• Records for this exercise:
◇ ◇ ◇

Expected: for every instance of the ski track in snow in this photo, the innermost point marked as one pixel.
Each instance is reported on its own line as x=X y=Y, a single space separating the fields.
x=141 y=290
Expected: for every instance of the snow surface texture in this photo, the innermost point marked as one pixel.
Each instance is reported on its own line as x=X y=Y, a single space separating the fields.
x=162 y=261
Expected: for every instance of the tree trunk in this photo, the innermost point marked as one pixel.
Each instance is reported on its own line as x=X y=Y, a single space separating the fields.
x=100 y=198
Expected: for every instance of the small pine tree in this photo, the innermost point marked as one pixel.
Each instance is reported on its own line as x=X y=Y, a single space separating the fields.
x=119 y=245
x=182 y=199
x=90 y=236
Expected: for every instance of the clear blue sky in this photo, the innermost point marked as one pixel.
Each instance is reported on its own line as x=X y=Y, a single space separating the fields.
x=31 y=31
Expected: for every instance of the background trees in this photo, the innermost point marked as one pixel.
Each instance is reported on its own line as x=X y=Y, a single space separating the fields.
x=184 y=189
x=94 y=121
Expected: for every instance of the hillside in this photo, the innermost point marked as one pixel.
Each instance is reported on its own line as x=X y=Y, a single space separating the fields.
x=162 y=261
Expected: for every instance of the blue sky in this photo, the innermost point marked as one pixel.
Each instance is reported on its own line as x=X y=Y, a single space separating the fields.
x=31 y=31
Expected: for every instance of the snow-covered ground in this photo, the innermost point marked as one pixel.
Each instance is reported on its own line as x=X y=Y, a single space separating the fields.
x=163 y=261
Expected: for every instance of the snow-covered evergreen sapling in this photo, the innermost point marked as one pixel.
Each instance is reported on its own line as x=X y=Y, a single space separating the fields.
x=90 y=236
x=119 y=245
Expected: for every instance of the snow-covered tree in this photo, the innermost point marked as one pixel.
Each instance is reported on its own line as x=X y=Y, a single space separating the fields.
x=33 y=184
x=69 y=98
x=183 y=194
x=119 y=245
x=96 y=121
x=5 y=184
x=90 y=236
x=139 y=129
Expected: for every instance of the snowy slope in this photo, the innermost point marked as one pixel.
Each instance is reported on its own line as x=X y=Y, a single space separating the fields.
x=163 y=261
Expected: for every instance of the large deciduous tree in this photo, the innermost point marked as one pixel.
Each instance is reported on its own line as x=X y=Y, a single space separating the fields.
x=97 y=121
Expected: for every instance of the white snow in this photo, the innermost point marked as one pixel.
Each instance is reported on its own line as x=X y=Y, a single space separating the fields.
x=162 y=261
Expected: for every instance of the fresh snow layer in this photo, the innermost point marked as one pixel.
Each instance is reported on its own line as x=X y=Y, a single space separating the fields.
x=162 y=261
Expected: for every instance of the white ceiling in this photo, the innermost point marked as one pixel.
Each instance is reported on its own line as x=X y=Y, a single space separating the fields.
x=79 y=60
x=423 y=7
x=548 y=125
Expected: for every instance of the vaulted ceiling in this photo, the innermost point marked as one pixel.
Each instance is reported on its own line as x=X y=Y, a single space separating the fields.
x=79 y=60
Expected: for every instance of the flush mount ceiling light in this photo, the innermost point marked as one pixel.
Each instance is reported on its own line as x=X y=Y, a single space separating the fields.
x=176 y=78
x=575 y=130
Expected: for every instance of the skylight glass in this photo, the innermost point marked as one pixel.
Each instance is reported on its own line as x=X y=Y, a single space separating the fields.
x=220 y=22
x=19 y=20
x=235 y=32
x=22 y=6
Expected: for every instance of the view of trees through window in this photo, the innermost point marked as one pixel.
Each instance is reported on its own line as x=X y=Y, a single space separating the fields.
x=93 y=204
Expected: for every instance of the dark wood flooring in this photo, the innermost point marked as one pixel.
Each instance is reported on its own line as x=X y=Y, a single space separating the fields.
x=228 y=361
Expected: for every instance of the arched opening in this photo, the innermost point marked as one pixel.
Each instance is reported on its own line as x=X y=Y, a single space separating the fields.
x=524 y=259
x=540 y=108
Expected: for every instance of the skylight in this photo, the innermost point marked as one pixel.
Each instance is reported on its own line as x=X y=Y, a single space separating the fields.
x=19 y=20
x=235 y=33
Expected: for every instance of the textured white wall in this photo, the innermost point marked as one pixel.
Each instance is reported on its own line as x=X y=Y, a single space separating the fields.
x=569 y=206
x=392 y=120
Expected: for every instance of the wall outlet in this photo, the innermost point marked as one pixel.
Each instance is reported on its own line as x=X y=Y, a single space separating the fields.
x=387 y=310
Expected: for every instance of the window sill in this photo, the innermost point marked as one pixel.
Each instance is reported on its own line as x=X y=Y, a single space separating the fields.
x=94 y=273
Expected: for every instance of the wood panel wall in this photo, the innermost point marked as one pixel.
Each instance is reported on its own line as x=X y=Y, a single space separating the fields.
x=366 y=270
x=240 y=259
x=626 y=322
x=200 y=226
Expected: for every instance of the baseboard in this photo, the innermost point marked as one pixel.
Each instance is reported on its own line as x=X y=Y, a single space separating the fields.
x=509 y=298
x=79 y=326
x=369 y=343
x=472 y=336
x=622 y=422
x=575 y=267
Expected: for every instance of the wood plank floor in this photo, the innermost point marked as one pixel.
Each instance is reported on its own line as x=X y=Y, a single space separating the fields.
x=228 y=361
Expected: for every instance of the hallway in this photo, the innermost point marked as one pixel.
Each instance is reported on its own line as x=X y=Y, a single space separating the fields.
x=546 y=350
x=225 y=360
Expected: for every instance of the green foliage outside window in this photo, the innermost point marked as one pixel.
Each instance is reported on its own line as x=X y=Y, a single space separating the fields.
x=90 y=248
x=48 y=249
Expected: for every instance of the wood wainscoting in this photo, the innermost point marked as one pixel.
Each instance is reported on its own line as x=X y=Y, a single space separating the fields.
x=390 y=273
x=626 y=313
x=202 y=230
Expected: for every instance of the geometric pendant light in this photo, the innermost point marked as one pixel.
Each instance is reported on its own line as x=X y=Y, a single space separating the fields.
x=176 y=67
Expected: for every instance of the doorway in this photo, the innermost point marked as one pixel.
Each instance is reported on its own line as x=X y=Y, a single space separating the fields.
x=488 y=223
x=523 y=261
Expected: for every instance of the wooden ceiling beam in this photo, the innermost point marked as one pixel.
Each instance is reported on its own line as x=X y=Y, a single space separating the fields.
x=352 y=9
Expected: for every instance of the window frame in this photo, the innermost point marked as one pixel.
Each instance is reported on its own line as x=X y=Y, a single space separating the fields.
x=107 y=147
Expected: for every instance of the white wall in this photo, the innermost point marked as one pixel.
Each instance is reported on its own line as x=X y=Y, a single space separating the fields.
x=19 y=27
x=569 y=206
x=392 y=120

◇ ◇ ◇

• Written instruction: Rewrite every one of the records above, replacing "innermost" with "most central" wherever it occurs and leaving everything else unchanged.

• Expected answer:
Expected: for every instance of the ski track in snow in this photo, the most central point marked as one pixel.
Each instance is reported on its own line as x=X y=Y, a single space separating the fields.
x=141 y=290
Expected: for every instance of the snow surface texture in this photo, the most central point marked as one pixel.
Each instance is reported on its own line as x=X y=Y, a single space separating the fields.
x=162 y=261
Expected: for every instance of the tree trunk in this photo, the most central point marked as one pixel.
Each instance is reported on its own line as x=X y=Y, a single space separating the fields.
x=100 y=198
Expected: for every instance of the small pine tree in this photo, the most central point marked as one pixel.
Each instance is reported on its own line as x=X y=Y, a single space separating the fields.
x=119 y=245
x=182 y=199
x=90 y=236
Expected: for every instance of the clear blue sky in this photo, the most central point marked as one pixel.
Each instance is reported on its own line as x=X y=Y, a single space separating the fields.
x=31 y=31
Expected: for every instance of the background trees in this photo, the most central point marked as one pixel.
Each instance is reported on its own line as x=X y=Y, a single space separating the fields.
x=184 y=189
x=94 y=121
Expected: for every instance of the hillside in this photo, the most central point marked as one pixel.
Each instance is reported on its own line as x=X y=Y, a single space separating the fields.
x=162 y=261
Expected: for every instance of the blue sky in this photo, the most central point marked as one pixel.
Each instance is reported on its own line as x=X y=Y, a single space separating the fields.
x=31 y=31
Expected: for every instance of the snow-covered ground in this photo, the most central point marked as one pixel.
Each instance is reported on its own line as x=X y=Y, a single space separating the fields.
x=163 y=261
Expected: for every instance of the snow-covered evergreen sapling in this photo, the most central point marked as one pixel.
Each instance is reported on its own line as x=X y=Y, a single space separating the fields.
x=90 y=236
x=119 y=245
Expected: for every instance of the snow-covered tree in this photo, the most central point marked as one pixel.
Each instance is reported on its own line as x=X y=Y, a single space separating the fields.
x=33 y=184
x=69 y=98
x=183 y=194
x=119 y=245
x=96 y=121
x=5 y=184
x=90 y=236
x=139 y=129
Expected: for every instance of the snowy slope in this photo, the most central point marked as one pixel.
Each instance is reported on its own line as x=X y=Y, a single space separating the fields.
x=163 y=261
Expected: for every instance of the large deciduous tree in this photo, the most central point marked as one pixel.
Each instance is reported on its own line as x=X y=Y, a single space separating the fields.
x=97 y=121
Expected: for every instance of the white snow in this photo, the most central point marked as one pixel.
Each instance is reported on its own line as x=X y=Y, a single space separating the fields.
x=162 y=261
Expected: for every instance of the fresh snow layer in this photo, the most central point marked as one pixel.
Each instance is reported on its own line as x=X y=Y, a single space separating the fields.
x=162 y=261
Expected: for every instance of the white ceiling in this photo, the most central point marked as one pixel.
Each instance is reported on its own line as x=X y=Y, a single space separating the fields.
x=79 y=60
x=423 y=7
x=548 y=125
Expected: for every instance of the vaulted ceiling in this photo, the most central point marked as one pixel.
Each instance is reported on its own line as x=X y=Y, a single space separating the fields.
x=79 y=60
Expected: for every instance of the flush mount ceiling light in this photo, the most central point marked as one pixel.
Each instance is reported on its own line as x=X y=Y, a single space separating the fields.
x=176 y=78
x=575 y=130
Expected: for every instance of the skylight glass in this photo, the most central point marked as one pixel.
Each instance is reported on its own line as x=X y=Y, a single space separating the fields.
x=220 y=22
x=19 y=20
x=235 y=32
x=22 y=6
Expected: for every instance of the view of trees through window in this photo, the most central point marked as one pixel.
Each instance is reported on its own line as x=X y=Y, a single space separating the fields.
x=93 y=204
Expected: for every instance of the dark wood flooring in this photo, the most central point marked as one pixel.
Each instance is reported on its own line as x=X y=Y, a single space separating the fields.
x=228 y=361
Expected: for every instance of the arched opening in this photo, the most central point marked as one pixel.
Each instance is reported on its own line as x=X y=Y, a single space separating the fields.
x=524 y=259
x=540 y=108
Expected: for every instance of the skylight in this photo, the most central point marked as one pixel.
Each instance is reported on its own line as x=X y=Y, a single space separating the fields.
x=19 y=20
x=235 y=33
Expected: for every instance of the textured white wall in this photo, the most central point marked as one pixel.
Each instance is reported on its own line as x=X y=Y, a single space separating the fields.
x=569 y=206
x=392 y=120
Expected: for every instance of the wall outlet in this photo, the most central point marked as one pixel.
Each instance is reported on its own line as x=X y=Y, a single space separating the fields.
x=387 y=310
Expected: for every instance of the window sill in this photo, the most central point marked as one pixel.
Each instance is reported on its own line as x=X y=Y, a single space separating the fields.
x=94 y=273
Expected: for every instance of the wood panel wall in this photo, the most central point marked as one pixel.
Each instance is reported on its own line as x=X y=Y, a single space separating the fields.
x=366 y=270
x=240 y=259
x=626 y=322
x=200 y=226
Expected: for every instance of the baseboard in this photo, the most central point marked as one pixel.
Each instance is reported on its own line as x=X y=Y, a single space separating the fields.
x=509 y=298
x=79 y=326
x=369 y=343
x=472 y=336
x=622 y=422
x=575 y=267
Expected: for every instance of the wood plank floor in this photo, the most central point marked as one pixel.
Each instance is reported on its own line as x=X y=Y, a single space separating the fields.
x=228 y=361
Expected: for every instance of the hallway in this photo, the most central point marked as one pixel.
Each instance is reported on its own line as x=X y=Y, a single space separating the fields.
x=546 y=350
x=225 y=360
Expected: for every instance of the green foliage outside window in this photo, the most central point marked as one pixel.
Each instance is reported on its own line as x=X y=Y, a single space separating the fields.
x=90 y=248
x=48 y=249
Expected: for every instance of the wood wainscoting in this photo, the most central point marked as one pixel.
Each instance is reported on its own line as x=X y=Y, a single space separating the fields.
x=390 y=273
x=626 y=313
x=202 y=230
Expected: for every instance of the geometric pendant light in this photo, the most central point marked as one pixel.
Each instance is reported on its own line as x=X y=Y, a single space separating the fields.
x=176 y=67
Expected: for every instance of the doorway in this photo, the most central point marked as one pixel.
Each instance is reported on its own line as x=X y=Y, a single space separating the fields.
x=488 y=223
x=523 y=261
Expected: for every instance of the wooden ceiling beam in this photo, the most central point marked as one pixel.
Each instance is reported on its own line as x=X y=Y, a single space separating the fields.
x=352 y=9
Expected: for every instance of the window frame in this photo, the most central point marked as one pixel.
Each instance is reported on its own line as x=X y=Y, a single space separating the fields.
x=107 y=147
Expected: for every instance of the white wall in this photo, the most central point marked as one pixel.
Each instance is reported on its own line as x=X y=Y, a single space separating the fields.
x=19 y=27
x=569 y=206
x=392 y=120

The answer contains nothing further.